- **Passage**:
================
LOL, everyone 'on the inside' (by that I mean: at least anyone who works on
computers, software or networks professionally) knows the answer to that
question: it's going to be a train wreck. There is not a single person on this
planet who _really_ understands just 1% of the software, hardware and network
infrastructure they/we work on every day; let alone how all of these interact.
Computers, in 2015, are so complex, and our 'engineering' is so shoddy, that
there is no way to safeguard networked data for anyone but the most determined
and resourceful parties (by which I mean organizations of which there are but
a handful in the whole world, and even those can't seem to keep secrets really
secret.) Either way, there is no way at all that a non-IT focused organization
like a healthcare insurer or provider will be able to keep data secure, and
it's only a matter of time before incidents like this will become commonplace.

Consider: I have an in-law who is a partner in a largish practice in my area.
We talked a bit about the business aspects of the practice when she became a
partner because she had to put up with all the management crap all of a sudden
and it was nice for her to vent to people who had similar issues. Anyway,
point being I know a bit about the finance and management of a rather typical
organization like that. These people will in the next 5 years somehow get
access to our, by then, country-wide EHR system. They work on computers they
buy from the local computer shop because the prices 'seem reasonable' and
Jimmy who works there dates the secretary or whatever; so Jimmy (whose
training was in swapping out hard disks and reinstalling Windows) is the one
who 'maintains' their systems, too. Their cash flow is so precarious that some
months they can't pay full wages to the partners. How will an organization
like that ever be able to secure their network? Their 'security' consists of
the cable guy setting a non-default WPA key on their wireless router.
================
- **Exercise 1**:
According to the comment on healthcare data security, working professionally in which fields makes someone "on the inside"? List them.
- **Exercise 2**:
Extract the part of the healthcare data security comment starting with "Computers, in 2015, are" and going on through "will become commonplace.".
- **Exercise 3**:
Extend the comment on healthcare data security past its final sentence.
The rows below were drawn from a separate source and are unrelated to the comment.

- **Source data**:
================
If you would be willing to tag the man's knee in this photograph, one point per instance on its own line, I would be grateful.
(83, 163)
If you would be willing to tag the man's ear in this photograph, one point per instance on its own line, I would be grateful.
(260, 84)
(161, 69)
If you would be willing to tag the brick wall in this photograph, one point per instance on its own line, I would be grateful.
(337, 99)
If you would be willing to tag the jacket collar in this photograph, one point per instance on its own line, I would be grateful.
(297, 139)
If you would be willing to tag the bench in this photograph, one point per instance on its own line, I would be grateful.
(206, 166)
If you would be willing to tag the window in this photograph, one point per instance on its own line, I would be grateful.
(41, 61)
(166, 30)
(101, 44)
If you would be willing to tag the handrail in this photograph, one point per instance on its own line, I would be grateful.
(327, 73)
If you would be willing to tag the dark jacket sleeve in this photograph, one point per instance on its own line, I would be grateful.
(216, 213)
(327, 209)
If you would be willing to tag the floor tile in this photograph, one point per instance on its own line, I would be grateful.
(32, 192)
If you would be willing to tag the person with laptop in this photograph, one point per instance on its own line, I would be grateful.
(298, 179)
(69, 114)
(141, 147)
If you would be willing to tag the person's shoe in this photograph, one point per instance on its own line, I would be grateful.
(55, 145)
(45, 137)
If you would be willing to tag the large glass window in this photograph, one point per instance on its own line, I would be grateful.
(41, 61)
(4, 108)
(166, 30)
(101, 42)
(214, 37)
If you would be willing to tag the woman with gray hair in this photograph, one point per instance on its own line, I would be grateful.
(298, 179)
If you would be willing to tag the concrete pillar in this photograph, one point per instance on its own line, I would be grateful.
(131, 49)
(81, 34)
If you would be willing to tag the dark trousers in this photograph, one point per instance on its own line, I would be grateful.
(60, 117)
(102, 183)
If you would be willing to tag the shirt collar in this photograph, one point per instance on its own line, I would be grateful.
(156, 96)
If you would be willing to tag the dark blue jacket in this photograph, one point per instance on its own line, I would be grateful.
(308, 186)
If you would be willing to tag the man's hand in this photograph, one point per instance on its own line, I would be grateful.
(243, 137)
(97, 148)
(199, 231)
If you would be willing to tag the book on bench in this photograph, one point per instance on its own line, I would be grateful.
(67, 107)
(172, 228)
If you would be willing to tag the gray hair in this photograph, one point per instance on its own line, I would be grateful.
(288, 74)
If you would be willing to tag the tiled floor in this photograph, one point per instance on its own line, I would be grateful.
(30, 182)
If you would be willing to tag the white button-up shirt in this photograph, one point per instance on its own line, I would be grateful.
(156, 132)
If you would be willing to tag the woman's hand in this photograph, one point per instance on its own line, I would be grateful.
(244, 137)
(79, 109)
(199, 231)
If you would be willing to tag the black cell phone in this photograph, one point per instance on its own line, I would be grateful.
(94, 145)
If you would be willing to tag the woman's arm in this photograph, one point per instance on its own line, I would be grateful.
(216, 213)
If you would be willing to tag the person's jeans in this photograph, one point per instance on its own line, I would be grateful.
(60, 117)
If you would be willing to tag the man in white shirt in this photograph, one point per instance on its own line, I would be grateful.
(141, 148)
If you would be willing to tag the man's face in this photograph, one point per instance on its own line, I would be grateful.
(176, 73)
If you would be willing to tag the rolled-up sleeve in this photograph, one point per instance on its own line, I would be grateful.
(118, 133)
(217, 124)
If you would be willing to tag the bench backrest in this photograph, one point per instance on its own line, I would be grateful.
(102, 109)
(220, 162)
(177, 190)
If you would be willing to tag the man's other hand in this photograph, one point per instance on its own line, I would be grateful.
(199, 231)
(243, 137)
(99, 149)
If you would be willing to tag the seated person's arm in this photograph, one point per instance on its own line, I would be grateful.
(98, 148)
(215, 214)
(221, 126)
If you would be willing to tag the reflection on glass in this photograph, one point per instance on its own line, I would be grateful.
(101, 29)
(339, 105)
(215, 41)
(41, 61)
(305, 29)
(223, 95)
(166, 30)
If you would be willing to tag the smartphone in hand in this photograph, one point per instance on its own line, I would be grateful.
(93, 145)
================
- **Written answer 1**:
computers, software, networks

- **Written answer 2**:
Computers, in 2015, are so complex, and our 'engineering' is so shoddy, that
there is no way to safeguard networked data for anyone but the most determined
and resourceful parties (by which I mean organizations of which there are but
a handful in the whole world, and even those can't seem to keep secrets really
secret.) Either way, there is no way at all that a non-IT focused organization
like a healthcare insurer or provider will be able to keep data secure, and
it's only a matter of time before incidents like this will become commonplace.

- **Written answer 3**:
And of course, they're required by the organization that maintains the EHR
system to have 'regular auditing of their systems' to ensure security. Which
consists of a couple of big 4 consultants who interview the management, tick
some boxes on their checklist and make a 50-page CYA report out of that,
without ever having touched a server or network.

I got out of the security game 10 years ago, and it was already scary back
then. Maybe somebody who still works there will feel otherwise, but computer
security (on the blue team) is like FEMA sending two guys with a shovel and a
Walmart plastic bucket to a dike breach. (whereas on the red team it's
shooting fish in a barrel, of course.) We are truly fucked, because too few
people understand the magnitude of the problem and as long as there are no
problems and you don't look too closely at the robustness of things, using
computers is much cheaper than the alternatives.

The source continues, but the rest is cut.